Récit de massacre
Ce récit de massacre condense des traits caractéristiques du genre. Les victimes protestantes se distinguent par leur abnégation et leur tempérance face à une populace catholique pour laquelle l'auteur n'a manifestement que mépris. L'insistance sur l'histoire et la personnalité des victimes, deux frères nobles, éclipse largement le massacre proprement dit, l'auteur notant laconiquement que les catholiques « tuèrent grand nombre d'autres gens ». Ce texte relève donc autant du genre du récit de martyre que de la description de massacre.

__________________________________________________

Consignes:
**A.** Répondez à ces questions à partir du texte sur le récit de massacre ci-dessus :
(i) Qui sont les deux victimes sur lesquelles l'auteur insiste ?
(ii) Qu'est-ce que l'auteur note laconiquement à propos des catholiques ?
(iii) De quels deux genres ce texte relève-t-il ?
**B.** Traduisez en anglais cette phrase du texte sur le récit de massacre : « Les victimes protestantes se distinguent par leur abnégation et leur tempérance face à une populace catholique pour laquelle l'auteur n'a manifestement que mépris. »
**C.** Reprenez le texte sur le récit de massacre là où il s'arrête et poursuivez-le.

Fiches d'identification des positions

__________________________________________________

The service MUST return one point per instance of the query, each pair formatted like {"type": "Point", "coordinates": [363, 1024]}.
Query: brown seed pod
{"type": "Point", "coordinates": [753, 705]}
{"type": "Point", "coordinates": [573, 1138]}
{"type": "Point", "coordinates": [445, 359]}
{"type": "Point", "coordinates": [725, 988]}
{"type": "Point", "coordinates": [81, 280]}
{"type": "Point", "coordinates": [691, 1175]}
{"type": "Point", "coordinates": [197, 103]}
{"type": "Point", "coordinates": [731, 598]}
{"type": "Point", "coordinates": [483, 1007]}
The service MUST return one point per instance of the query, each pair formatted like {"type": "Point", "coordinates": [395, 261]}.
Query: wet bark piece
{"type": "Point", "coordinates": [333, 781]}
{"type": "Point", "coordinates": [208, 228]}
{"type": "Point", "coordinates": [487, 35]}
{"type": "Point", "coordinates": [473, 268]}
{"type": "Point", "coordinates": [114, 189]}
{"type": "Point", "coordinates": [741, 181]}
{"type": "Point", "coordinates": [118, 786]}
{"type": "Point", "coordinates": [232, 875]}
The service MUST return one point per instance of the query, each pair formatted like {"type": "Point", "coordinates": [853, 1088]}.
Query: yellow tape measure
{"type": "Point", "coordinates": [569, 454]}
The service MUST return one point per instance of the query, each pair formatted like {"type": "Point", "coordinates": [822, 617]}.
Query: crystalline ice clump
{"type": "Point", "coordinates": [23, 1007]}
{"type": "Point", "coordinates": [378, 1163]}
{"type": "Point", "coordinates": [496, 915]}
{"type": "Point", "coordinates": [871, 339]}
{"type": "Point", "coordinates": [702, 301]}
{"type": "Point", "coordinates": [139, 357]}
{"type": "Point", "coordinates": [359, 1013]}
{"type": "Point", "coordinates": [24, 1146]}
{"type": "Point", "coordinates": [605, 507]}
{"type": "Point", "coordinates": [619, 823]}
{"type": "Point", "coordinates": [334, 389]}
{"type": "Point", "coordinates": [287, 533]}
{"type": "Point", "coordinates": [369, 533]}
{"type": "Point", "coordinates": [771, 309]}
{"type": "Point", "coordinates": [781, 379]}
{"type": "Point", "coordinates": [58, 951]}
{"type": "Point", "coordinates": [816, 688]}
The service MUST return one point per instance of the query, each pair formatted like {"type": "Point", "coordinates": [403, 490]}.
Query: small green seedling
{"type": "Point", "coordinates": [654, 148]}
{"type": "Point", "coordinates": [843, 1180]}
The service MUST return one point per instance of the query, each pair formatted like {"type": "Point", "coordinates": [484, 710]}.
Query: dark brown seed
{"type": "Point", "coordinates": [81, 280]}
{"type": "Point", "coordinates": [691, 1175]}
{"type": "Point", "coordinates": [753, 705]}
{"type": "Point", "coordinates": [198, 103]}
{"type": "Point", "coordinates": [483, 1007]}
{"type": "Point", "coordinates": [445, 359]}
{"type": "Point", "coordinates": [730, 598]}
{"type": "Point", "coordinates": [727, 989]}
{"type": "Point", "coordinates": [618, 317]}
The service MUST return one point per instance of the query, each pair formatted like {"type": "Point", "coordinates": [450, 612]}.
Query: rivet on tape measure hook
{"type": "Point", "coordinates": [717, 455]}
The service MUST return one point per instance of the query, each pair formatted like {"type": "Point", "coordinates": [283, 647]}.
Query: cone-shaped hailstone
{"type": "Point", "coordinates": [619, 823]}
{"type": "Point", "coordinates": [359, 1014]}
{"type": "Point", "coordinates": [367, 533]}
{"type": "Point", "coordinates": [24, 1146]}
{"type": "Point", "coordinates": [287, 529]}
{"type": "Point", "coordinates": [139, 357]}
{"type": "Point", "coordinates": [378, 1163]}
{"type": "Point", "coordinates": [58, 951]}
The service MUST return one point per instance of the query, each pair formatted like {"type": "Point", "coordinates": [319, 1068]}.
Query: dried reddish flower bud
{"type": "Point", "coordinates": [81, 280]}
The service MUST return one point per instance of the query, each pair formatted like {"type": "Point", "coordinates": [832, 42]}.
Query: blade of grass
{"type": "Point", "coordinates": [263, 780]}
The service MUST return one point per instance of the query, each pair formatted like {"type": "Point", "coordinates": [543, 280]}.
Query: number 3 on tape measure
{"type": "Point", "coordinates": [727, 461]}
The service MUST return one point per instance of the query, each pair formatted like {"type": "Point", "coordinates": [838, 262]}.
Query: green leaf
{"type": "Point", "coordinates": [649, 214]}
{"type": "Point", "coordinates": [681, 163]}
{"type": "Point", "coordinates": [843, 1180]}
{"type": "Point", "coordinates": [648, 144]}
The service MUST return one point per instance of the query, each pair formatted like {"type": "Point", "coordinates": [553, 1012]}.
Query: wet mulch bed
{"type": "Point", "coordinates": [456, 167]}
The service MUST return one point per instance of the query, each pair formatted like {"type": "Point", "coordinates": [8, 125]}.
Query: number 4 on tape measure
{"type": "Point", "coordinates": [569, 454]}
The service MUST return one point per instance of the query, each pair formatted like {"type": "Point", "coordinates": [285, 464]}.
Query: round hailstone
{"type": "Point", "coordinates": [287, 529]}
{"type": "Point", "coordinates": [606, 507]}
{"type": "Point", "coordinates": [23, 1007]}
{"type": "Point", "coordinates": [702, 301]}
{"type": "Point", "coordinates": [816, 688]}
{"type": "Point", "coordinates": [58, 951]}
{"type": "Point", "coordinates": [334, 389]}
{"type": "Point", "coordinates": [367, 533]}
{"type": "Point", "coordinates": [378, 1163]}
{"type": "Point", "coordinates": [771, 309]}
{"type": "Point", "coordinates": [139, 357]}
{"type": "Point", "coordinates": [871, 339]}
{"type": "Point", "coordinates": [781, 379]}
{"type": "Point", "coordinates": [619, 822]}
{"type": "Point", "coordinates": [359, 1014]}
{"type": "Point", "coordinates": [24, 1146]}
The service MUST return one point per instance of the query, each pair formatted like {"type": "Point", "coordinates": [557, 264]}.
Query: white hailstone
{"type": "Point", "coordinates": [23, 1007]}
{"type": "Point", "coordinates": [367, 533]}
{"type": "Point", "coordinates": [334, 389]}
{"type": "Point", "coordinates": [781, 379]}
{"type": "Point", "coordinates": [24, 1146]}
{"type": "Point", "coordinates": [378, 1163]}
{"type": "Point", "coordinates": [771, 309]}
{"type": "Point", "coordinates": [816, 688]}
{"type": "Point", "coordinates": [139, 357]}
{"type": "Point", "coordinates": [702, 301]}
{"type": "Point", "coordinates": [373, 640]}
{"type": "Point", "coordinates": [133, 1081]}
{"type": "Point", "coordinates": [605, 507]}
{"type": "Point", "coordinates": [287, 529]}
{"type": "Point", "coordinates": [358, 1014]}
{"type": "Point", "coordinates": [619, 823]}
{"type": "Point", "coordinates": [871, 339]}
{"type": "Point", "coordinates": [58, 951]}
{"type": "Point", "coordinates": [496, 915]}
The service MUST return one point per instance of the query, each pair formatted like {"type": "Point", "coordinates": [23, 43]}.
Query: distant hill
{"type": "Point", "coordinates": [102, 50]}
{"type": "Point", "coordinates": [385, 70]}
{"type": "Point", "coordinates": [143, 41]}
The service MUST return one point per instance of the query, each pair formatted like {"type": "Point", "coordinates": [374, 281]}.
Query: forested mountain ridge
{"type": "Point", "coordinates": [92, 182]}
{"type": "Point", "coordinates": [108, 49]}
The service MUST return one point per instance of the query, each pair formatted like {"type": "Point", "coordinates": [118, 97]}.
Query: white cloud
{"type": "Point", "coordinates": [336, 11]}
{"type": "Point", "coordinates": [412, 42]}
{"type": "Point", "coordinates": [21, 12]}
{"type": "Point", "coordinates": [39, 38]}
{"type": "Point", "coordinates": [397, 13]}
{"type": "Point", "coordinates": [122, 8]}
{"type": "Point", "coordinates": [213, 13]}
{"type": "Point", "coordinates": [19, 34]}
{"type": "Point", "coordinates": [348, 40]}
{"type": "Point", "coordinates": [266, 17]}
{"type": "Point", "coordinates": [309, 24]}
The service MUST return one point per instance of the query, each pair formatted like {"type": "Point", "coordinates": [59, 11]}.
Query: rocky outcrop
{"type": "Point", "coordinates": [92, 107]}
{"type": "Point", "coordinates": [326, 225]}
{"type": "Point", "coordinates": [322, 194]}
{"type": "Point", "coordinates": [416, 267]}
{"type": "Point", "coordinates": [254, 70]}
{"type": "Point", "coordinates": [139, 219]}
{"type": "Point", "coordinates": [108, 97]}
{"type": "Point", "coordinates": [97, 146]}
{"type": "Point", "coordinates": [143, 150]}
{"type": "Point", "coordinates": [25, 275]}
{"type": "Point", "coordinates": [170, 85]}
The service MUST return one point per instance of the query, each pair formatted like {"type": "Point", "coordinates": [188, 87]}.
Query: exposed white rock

__________________________________________________

Réponses à l'exercice:
**A.**
(i) Deux frères nobles, protestants.
(ii) Ils « tuèrent grand nombre d'autres gens ».
(iii) Du récit de martyre et de la description de massacre.

**B.** The Protestant victims stand out for their self-denial and their temperance in the face of a Catholic mob for which the author clearly has nothing but contempt.

**C.**
Le texte n'en est pas moins intéressant par sa description de l'enchaînement des faits et la restitution des mécanismes producteurs de violence. La montée de l'antagonisme confessionnel est bien restituée : elle est liée à l'installation d'un culte semi-clandestin (une « église dressée » dotée de son ministre) et est exacerbée par un religieux (l'ordre des cordeliers avait été en première ligne dans la lutte contre l'hérésie vaudoise). Sans surprise, sous la plume de l'auteur de l'Histoire ecclésiastique, l'attitude des huguenots est exemplaire : confrontés à l'iniquité et à la partialité des autorités judiciaires, ils restent légalistes et font appel à la justice royale. Autre caractéristique récurrente de ces massacres, ce sont les enfants, excités par les autorités religieuses, et la « populace » qui déclenchent le massacre. Le rituel de la violence est décrit avec horreur et aucun détail des cruautés catholiques n'est épargné au lecteur. Le préjugé confessionnel se trouve ici doublé d'un préjugé social, le bas peuple « bouillant & acharné » confinant à la barbarie.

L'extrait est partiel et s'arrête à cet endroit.